# ACTIVITY
In the entries below, the line with "white sky in the photo above." marks the start. Return it and every following line exactly, ending with the last.

Saved data entries:

..............................

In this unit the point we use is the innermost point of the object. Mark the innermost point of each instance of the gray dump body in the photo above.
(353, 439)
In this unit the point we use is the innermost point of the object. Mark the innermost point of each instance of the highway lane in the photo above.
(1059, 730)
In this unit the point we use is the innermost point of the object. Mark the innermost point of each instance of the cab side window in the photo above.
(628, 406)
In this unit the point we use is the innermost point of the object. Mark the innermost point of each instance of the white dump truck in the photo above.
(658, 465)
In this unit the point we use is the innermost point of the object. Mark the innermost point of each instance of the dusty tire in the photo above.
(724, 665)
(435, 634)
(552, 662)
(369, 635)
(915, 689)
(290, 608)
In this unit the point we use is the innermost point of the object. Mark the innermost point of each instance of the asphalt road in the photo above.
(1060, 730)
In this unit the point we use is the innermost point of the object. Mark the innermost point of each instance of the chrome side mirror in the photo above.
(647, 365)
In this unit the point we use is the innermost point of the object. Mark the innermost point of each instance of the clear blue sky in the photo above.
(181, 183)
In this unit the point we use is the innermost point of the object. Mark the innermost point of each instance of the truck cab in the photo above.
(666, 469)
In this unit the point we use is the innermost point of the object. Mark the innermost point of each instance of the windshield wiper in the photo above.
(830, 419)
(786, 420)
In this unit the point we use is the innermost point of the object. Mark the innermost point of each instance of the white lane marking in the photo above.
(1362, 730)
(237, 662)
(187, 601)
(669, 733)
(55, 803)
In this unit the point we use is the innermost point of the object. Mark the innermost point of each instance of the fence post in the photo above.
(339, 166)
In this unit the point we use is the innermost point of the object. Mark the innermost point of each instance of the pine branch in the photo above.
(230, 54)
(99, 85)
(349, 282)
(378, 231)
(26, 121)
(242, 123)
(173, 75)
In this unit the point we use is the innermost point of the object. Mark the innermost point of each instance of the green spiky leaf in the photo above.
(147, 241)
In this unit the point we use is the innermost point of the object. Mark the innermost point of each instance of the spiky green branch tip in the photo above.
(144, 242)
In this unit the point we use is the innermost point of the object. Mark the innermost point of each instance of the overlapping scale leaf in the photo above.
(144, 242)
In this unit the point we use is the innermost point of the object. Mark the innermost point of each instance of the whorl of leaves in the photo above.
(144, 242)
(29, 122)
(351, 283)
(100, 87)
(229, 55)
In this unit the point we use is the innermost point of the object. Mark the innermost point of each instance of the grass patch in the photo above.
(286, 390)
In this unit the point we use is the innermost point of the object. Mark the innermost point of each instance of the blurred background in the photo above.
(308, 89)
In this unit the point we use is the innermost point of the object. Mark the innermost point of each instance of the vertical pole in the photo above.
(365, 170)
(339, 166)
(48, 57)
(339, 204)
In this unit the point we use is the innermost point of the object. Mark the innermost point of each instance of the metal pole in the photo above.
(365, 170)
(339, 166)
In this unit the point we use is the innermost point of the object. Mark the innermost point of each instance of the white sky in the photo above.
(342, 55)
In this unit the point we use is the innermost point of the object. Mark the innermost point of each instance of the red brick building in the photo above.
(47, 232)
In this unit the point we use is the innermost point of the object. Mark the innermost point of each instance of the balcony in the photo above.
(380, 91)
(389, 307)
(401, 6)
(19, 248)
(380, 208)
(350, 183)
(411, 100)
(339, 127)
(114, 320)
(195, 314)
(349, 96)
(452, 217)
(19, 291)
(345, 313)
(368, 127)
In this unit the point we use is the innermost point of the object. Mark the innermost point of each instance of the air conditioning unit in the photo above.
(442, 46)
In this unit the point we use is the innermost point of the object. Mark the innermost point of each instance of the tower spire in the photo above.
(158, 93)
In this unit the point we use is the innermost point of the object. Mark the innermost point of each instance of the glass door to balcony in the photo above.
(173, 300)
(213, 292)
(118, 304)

..............................

# OUTPUT FOR THIS EXERCISE
In this unit the point we use is the innermost point of the object. Mark the innermost point of each instance of the white sky in the photo above.
(342, 55)
In this unit the point we use is the innermost point of the object. Mark the innermost point of each instance of the red brick building in the photo above.
(47, 232)
In this unit the point we use is the innermost point of the object. Mark the innermost point of each instance of the balcony in the photo above.
(380, 91)
(389, 307)
(401, 6)
(19, 248)
(380, 208)
(350, 183)
(411, 100)
(339, 127)
(114, 320)
(195, 314)
(349, 96)
(452, 217)
(19, 291)
(345, 313)
(368, 127)
In this unit the point we use is the innermost point of the object. Mark the innermost point of each instance of the air conditioning unit in the photo above.
(442, 46)
In this unit the point we use is the innermost point of the object. Mark the innermost point of each instance of the tower spire in the photo above.
(158, 93)
In this unit the point we use is the innermost point of the object. Mark the innermost point of each instance of the glass door to balcony in the photo above.
(173, 300)
(213, 292)
(118, 304)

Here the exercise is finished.